Directive
Copy out the items from the line containing "Task: indicate the pink patterned tie" through the end of the items, requests included. Raise each number in the answer coordinates by 141, leaving the sample points unchanged.

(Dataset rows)
______________________________

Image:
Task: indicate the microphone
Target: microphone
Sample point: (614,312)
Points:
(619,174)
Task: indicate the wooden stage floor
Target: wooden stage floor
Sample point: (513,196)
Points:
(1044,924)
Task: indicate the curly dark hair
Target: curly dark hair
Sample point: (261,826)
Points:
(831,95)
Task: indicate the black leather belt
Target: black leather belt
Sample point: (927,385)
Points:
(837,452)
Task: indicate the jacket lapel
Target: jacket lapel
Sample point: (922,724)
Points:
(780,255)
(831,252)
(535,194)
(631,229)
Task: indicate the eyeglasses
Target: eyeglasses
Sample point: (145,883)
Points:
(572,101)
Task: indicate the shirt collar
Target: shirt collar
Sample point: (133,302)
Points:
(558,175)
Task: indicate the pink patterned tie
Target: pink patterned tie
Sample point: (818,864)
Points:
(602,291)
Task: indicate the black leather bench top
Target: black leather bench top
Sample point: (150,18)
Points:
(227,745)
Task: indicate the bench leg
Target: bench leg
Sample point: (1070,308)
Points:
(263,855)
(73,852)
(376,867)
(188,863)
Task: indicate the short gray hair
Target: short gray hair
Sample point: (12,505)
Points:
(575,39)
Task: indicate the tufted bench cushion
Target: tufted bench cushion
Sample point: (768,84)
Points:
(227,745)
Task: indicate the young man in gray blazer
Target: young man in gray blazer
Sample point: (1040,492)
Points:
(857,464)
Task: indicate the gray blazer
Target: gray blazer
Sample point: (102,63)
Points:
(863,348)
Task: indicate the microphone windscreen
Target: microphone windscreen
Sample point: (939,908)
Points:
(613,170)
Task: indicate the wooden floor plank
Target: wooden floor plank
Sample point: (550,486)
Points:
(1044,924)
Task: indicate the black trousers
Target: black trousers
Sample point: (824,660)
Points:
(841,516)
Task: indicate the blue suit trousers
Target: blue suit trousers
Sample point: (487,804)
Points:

______________________________

Output of the task
Task: indicate the pink patterned tie
Target: pink patterned tie
Sample point: (818,864)
Points:
(743,432)
Task: indicate the black leather bench top
Target: black leather bench top
Sample point: (150,18)
Points:
(368,886)
Task: indicate the bench leg
Target: bench leg
Sample point: (1070,308)
Points:
(404,996)
(214,993)
(517,1008)
(329,1004)
Task: indicate the short gray hair
Target: short gray hair
Sample point: (12,505)
Points:
(716,180)
Task: indicate the tufted bench cushion
Target: tufted bench cushion
Sample point: (768,84)
Points:
(368,886)
Task: indicate the young man in gray blazer
Target: young man in gray blazer
Sample point: (1040,492)
Points:
(998,605)
Task: indicate the gray blazer
Target: gray blazer
Sample point: (102,63)
Points:
(1004,489)
Task: indicate the microphone windscreen
Target: microphone windscreen
Sample point: (939,908)
Points:
(754,311)
Task: indicate the wooden floor plank
Target: wooden floor plank
Sample point: (550,486)
Points:
(1185,1065)
Task: indicate the black trousers
Target: black trousers
Sample point: (824,660)
Points:
(982,657)
Task: indicate the blue suit trousers
Target: blue suit trousers
Sample point: (487,804)
Points:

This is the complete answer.